Please repeat exactly the lines below from the one containing "Locate each person walking in the image." down to the one containing "Locate each chimney pot in the image.", both included, and nothing else.

[[ EXTRACTED DATA open ]]

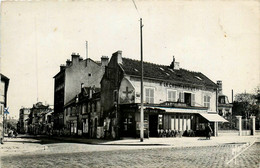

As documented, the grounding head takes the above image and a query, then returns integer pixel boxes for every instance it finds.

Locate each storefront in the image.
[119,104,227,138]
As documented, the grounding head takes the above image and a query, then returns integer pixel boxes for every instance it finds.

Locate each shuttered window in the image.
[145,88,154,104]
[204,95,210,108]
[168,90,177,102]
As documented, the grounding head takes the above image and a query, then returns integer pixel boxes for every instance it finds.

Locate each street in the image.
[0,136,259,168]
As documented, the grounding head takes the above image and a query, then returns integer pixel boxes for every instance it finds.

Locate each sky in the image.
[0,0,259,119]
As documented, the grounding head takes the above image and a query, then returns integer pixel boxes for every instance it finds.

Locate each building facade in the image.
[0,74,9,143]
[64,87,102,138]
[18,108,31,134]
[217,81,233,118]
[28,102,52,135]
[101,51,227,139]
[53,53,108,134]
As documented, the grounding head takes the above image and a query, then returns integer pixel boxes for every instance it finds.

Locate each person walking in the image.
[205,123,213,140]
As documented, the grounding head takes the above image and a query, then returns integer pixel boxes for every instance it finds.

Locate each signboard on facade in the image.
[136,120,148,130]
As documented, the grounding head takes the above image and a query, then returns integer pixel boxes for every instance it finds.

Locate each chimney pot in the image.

[[ EXTRACTED DATA closed ]]
[[ EXTRACTED DATA open ]]

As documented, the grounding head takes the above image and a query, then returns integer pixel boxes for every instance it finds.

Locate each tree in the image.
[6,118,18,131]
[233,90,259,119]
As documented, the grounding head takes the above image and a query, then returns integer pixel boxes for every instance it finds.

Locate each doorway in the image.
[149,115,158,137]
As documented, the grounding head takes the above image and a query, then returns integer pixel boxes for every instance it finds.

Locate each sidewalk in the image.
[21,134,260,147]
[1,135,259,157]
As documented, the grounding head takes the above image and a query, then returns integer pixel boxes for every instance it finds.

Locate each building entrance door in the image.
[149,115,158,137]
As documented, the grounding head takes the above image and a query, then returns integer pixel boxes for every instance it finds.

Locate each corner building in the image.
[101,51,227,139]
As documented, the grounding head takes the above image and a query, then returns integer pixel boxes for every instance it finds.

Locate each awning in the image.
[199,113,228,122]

[[ EXTRACTED DATA closed ]]
[[ EXTRACTED DATA open ]]

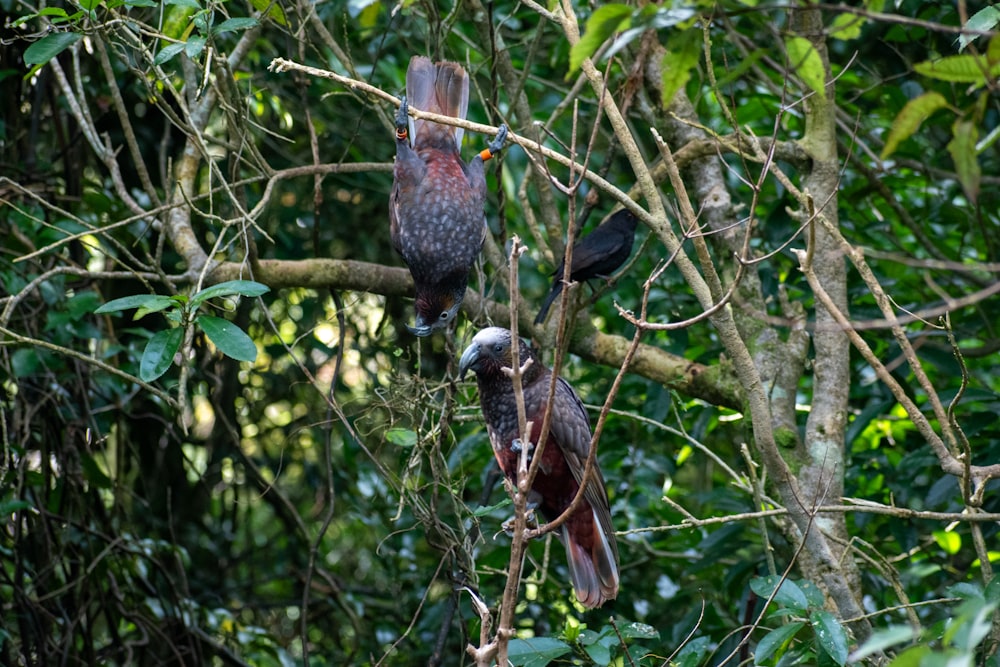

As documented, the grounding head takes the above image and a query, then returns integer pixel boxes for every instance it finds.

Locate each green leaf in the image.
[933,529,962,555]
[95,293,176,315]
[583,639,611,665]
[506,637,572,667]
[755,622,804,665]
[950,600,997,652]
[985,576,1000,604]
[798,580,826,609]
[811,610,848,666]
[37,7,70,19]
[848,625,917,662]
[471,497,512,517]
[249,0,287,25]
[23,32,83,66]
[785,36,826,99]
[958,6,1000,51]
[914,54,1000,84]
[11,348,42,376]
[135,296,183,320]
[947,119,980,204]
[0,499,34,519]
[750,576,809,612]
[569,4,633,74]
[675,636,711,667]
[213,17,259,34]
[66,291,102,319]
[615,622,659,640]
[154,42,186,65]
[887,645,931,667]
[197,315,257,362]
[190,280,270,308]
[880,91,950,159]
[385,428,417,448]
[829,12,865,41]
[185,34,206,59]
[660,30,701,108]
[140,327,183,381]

[[ EXTRACTED DATA closed ]]

RESPONSE
Locate each person walking in the image.
[205,123,213,140]
As documented, the grounding head takes the above image and a query, then returns integer pixel boxes for every instance it finds.

Locate each signboard on facade in the image.
[136,120,148,130]
As documented, the grounding head takes the above image and a query, then returns integer pixel boxes for every instance it finds.

Locate each chimney pot in the image.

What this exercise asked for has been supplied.